[Referring expression pointing data]
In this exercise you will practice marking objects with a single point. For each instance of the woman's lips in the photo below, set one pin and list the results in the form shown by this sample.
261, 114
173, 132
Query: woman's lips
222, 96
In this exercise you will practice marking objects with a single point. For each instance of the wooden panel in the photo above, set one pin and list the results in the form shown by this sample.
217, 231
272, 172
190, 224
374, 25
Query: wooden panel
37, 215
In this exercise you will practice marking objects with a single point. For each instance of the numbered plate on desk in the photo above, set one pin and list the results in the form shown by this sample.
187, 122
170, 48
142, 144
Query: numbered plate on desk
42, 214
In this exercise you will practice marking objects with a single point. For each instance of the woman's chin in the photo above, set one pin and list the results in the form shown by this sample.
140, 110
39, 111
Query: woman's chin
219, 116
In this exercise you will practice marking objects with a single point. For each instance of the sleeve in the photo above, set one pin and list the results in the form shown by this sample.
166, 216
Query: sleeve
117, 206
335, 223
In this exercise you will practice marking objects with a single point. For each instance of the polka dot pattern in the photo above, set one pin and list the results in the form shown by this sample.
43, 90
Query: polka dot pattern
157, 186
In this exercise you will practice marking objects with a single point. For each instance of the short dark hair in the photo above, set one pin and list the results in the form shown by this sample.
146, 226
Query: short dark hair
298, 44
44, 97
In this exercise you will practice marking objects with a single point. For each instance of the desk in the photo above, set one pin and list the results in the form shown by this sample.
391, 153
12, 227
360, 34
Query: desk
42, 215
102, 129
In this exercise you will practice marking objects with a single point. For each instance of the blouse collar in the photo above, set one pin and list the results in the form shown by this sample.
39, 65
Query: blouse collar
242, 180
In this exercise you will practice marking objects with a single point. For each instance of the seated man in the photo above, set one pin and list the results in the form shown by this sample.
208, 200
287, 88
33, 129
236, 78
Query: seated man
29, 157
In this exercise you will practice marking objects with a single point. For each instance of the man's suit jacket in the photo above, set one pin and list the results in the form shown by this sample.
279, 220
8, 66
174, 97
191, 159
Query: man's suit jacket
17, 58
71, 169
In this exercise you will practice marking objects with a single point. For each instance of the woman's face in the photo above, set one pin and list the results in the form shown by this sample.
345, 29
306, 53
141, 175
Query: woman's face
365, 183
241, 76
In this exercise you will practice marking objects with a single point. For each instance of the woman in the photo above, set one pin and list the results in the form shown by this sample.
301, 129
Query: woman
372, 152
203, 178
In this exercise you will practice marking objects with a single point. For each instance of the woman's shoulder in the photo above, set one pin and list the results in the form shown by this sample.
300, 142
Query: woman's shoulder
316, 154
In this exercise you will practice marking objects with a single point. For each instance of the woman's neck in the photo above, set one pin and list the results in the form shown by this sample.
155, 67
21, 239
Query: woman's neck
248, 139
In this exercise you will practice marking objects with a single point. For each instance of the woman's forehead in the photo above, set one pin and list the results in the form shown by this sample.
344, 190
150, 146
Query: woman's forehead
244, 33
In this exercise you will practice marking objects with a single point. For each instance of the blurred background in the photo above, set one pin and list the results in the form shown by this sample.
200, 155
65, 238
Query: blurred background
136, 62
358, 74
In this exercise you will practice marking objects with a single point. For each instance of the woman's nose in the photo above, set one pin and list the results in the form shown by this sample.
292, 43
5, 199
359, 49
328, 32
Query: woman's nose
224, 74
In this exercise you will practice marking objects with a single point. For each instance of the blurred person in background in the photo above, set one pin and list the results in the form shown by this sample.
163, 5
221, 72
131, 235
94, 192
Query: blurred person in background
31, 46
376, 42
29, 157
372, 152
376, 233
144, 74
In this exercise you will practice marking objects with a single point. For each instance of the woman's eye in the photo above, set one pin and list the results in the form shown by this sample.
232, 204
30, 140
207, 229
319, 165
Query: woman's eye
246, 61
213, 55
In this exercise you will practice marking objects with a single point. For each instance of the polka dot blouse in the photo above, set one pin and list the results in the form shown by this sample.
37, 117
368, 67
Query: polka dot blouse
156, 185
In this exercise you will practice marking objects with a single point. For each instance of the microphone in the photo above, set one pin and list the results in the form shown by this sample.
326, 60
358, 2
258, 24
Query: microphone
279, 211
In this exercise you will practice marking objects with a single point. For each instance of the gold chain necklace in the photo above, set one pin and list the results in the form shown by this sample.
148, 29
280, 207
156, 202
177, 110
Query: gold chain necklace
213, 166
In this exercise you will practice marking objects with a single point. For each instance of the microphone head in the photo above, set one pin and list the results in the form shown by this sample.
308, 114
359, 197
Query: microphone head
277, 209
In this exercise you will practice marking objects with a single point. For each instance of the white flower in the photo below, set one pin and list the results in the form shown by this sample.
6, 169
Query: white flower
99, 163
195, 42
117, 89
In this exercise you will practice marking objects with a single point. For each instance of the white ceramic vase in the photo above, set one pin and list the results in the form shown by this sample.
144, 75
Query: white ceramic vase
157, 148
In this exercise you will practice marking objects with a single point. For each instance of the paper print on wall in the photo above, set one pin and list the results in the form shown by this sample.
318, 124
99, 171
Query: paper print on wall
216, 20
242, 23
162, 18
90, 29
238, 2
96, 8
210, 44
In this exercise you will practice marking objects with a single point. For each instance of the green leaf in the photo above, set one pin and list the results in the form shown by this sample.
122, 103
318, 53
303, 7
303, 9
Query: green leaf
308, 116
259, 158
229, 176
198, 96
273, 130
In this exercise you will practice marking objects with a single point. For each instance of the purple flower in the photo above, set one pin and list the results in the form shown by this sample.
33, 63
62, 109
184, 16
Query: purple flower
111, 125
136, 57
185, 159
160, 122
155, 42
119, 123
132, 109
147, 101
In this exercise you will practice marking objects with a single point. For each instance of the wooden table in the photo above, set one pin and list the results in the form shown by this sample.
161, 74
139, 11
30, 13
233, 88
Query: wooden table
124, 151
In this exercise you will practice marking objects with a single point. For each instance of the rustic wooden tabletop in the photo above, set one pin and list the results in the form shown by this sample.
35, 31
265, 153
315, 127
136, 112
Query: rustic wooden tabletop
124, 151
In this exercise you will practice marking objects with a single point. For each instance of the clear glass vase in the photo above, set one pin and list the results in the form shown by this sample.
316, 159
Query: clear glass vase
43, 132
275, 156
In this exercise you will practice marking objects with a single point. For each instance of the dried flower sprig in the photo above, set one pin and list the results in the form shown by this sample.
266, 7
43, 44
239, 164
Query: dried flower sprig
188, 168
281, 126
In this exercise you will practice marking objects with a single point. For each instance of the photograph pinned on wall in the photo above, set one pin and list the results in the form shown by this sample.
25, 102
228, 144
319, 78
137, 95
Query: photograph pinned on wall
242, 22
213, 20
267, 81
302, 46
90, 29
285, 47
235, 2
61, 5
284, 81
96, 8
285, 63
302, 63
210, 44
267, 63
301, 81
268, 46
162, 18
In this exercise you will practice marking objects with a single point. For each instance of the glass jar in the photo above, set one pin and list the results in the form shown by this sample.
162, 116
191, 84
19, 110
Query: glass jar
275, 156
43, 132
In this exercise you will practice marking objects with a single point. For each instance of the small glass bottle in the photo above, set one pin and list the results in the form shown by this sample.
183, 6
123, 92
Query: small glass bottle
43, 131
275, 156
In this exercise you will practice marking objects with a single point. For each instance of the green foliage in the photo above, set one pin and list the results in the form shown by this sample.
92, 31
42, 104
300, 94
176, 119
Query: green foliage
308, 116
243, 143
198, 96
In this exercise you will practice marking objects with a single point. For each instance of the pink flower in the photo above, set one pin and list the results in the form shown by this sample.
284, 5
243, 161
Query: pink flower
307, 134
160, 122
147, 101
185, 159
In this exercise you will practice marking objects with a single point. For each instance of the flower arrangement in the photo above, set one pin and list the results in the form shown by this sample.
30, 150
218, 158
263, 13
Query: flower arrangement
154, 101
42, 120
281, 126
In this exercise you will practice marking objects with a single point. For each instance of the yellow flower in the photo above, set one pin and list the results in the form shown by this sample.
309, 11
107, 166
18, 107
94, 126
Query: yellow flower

* **Task goal**: Return only the lines between the one holding "of the purple" and the one holding "of the glass", inclusive, exactly as they appear above.

* **Exercise response**:
In this exercise you will practice marking objects with a single point. For each instance of the purple flower in the photo above, set one pin and list the results in the form shown by this sample.
33, 63
62, 109
184, 16
Query: purple flower
111, 125
136, 57
185, 159
160, 122
155, 42
119, 123
132, 109
147, 101
In this exercise you will practice marking objects with a single point. For each instance of the wooden table in the photo above, set one pin and list the results in the form shown by this sample.
161, 74
139, 11
30, 13
233, 88
Query: wooden table
124, 151
In this exercise you will practice marking objects with a single point. For each instance of the rustic wooden tabletop in the photo above, set one pin and list the results in the form shown by this sample.
35, 31
265, 153
315, 127
136, 112
Query: rustic wooden tabletop
124, 151
In this exercise you will practice marking objects with a single point. For each instance of the clear glass vase in the photo above, set one pin and list the results in the form shown by this sample.
316, 159
Query: clear glass vase
43, 132
275, 156
In this exercise you will practice marking objects with a single point. For each instance of the dried flower sprig in the photo above, set one pin and list the results in the form shown by this sample.
266, 7
43, 44
239, 164
Query: dried flower sprig
188, 168
281, 126
In this exercise you will practice marking objects with a single point. For each instance of the photograph pinned on wall in the photo above, set one pin and list the results in the form shown by this sample.
25, 102
228, 144
319, 78
137, 95
Query: photograph pinned on wall
242, 22
213, 20
267, 81
302, 46
90, 29
285, 47
235, 2
61, 5
284, 81
96, 8
285, 63
302, 63
210, 44
267, 63
301, 81
268, 46
162, 18
In this exercise you will practice marking objects with a single point. For each instance of the glass jar in the photo above, set one pin and list the results in the form shown by this sample.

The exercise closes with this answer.